Texto do documento:
No SBT vimos todos os filmes do Harry Potter e de O Senhor dos Anéis, clássicos modernos incontestáveis. E foi no SBT que tivemos o melhor tratamento para a transmissão da cerimônia do Oscar, que a Globo sempre mostrou incompleto.
Apesar de ter passado por quase todas as emissoras que já existiram no país, Hebe Camargo deixou sua marca no SBT e era a cara da emissora. Assim como Carlos Alberto de Nóbrega, que segue com a sua A Praça é Nossa, programa que nos tempos áureos brigava com Chico Anísio nas noites de sábado da Globo.
E, claro, o SBT é a casa de Silvio Santos. Como esquecer do peão do Baú, do Tentação (sinto saudades, inclusive), das pegadinhas que até hoje são reprisadas de tão divertidas?
O SBT de hoje
Sem Chaves, Silvio Santos inventou um programa sobre nada para preencher os buracos na grade. |
Hoje o SBT é TV de reprises de conteúdos que já perderam o apelo (como das novelas infantis, cujo público já cresceu e um novo público não está sendo alimentado com novas histórias) e programas desinteressantes. A ausência de Silvio Santos, causada pelas limitações da pandemia de Covid-19 empurrou as filhas do apresentador a assumir a posição dele. Era um movimento esperado, claro, considerando a idade do animador. Porém, a perda da graça só prova que as filhas dele não têm o mesmo apelo, nem o mesmo carisma.
Hoje ninguém lembra do SBT. A TV não produz nada que fique na memória das pessoas. Celso Portiolli comanda um Domingo Legal que se divide entre Passa ou Repassa (repassado) e um jogo patrocinado pela loja de um lunático. Eliana, ainda que vença na audiência, tem um programa assistencialista sem animação alguma. O Casos de Família perdeu o apelo, as novelas mexicanas soam cada vez mais desinteressantes com a farta oferta de conteúdos melhores em várias mídias e nem os programas do Baú chamam a atenção.
Vem pra Cá: uma das poucas criações recentes e originais da emissora. Com apresentadores sem carisma, atração durou apenas 10 meses. |
O jornalismo é pífio e qualquer novidade esbarra na falta de investimento em conteúdo e equipe (caso do terrível Fofocalizando) e na total ausência de carisma dos apresentadores (como visto no extinto e breve matinal Vem Pra Cá). Sobra o esporte, no qual a emissora tá se agarrando como uma boia de salva-vidas. Mas nem nisso o SBT consegue agradar. A maior parte das pessoas que acompanha futebol não gosta das transmissões da emissora. Sobram reclamações e as competições são jogadas no meio da programação com quase nenhum outro espaço ao longo da grade da emissora. É como se o futebol fosse um espaço comprado, não uma atração integrada às demais atrações.

Problemas a resolver:
1. Copie do texto sobre o SBT o trecho que começa em "No SBT vimos" e segue até "de tão divertidas?".
2. Prossiga com o texto sobre o SBT a partir do ponto em que ele termina.
Os dados não têm papel algum nesta atividade.

Dados fornecidos:
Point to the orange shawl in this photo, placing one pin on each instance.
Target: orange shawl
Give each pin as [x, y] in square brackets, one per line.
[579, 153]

Respostas do exercício:
1.
No SBT vimos todos os filmes do Harry Potter e de O Senhor dos Anéis, clássicos modernos incontestáveis. E foi no SBT que tivemos o melhor tratamento para a transmissão da cerimônia do Oscar, que a Globo sempre mostrou incompleto.
Apesar de ter passado por quase todas as emissoras que já existiram no país, Hebe Camargo deixou sua marca no SBT e era a cara da emissora. Assim como Carlos Alberto de Nóbrega, que segue com a sua A Praça é Nossa, programa que nos tempos áureos brigava com Chico Anísio nas noites de sábado da Globo.
E, claro, o SBT é a casa de Silvio Santos. Como esquecer do peão do Baú, do Tentação (sinto saudades, inclusive), das pegadinhas que até hoje são reprisadas de tão divertidas?

2.
Além do mais, a falta de experiência e cacife para manter os campeonatos coloca a TV em risco. As ligas europeias até podem permanecer na casa, considerando que seus principais concorrentes são TVs pagas, mas a Libertadores, por exemplo, já sofreu uma dura investida da Globo, que a quis de volta para sua programação.
Se, no combo, o SBT perder o Silvio Santos, a emissora corre o risco de morrer. Corre o boato que o homem do Baú já colocou a TV à venda por R$ 1 bilhão. A ver se alguém interessa. Se continuar com os Abravanel, é capaz de virar uma Record 2, mas com menos investimento e com conteúdo religioso e um ou outro reality show para preencher a programação. Se for vendida, corre o risco de virar mais uma Rede TV ou ser porta-voz das sandices da Jovem Pan, que até pouco tempo procurava uma rede aberta para estrear seu canal de notícias — acabou ficando na TV fechada mesmo.
Seja como for, sem uma profunda e urgente mudança, o SBT não sobrevive. Sem investimentos em streaming e com uma programação velha e modorrenta, não sobrarão atrativos aos telespectadores e muito menos ao mercado publicitário. Triste. Esperamos que minhas previsões não se concretizem e que a TV da Anhanguera se profissionalize para lembrar os bons tempos. Fazer isso descolando-se da imagem de Silvio Santos será um desafio, mas indispensável à sobrevivência da empresa.